►

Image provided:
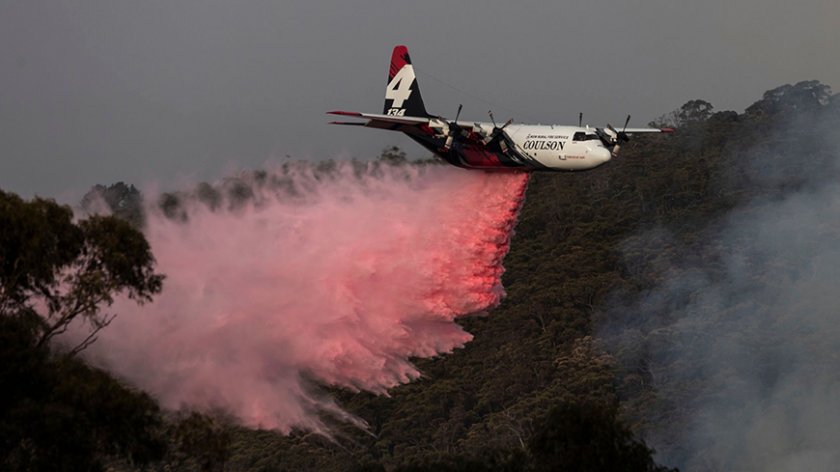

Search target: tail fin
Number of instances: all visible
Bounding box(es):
[383,46,429,118]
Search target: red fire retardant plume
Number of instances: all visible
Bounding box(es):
[75,165,527,432]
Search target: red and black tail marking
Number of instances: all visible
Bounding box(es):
[382,46,429,118]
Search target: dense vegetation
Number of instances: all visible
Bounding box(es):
[0,81,840,470]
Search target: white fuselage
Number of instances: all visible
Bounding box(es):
[459,122,612,170]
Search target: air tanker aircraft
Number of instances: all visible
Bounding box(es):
[329,46,673,171]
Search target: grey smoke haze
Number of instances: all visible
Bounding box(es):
[0,0,840,200]
[601,106,840,471]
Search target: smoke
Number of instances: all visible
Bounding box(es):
[70,163,527,433]
[601,104,840,471]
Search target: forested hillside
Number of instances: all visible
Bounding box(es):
[0,81,840,471]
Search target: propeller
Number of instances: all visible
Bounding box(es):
[607,115,630,157]
[595,115,630,157]
[484,110,513,144]
[443,103,464,151]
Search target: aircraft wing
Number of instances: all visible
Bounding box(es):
[623,128,674,134]
[327,111,429,128]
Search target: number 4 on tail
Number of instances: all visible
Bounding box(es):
[385,64,414,109]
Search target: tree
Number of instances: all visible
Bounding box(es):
[0,313,166,471]
[650,99,714,128]
[530,402,670,472]
[0,191,163,354]
[81,182,145,228]
[746,80,831,116]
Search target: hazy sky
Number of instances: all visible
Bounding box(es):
[0,0,840,199]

◄

▶ **Problem statement**
Show each line above that contains the word "aircraft", copying every such line in full.

▶ **Correct output**
Search target: air tanker aircraft
Search target: aircraft wing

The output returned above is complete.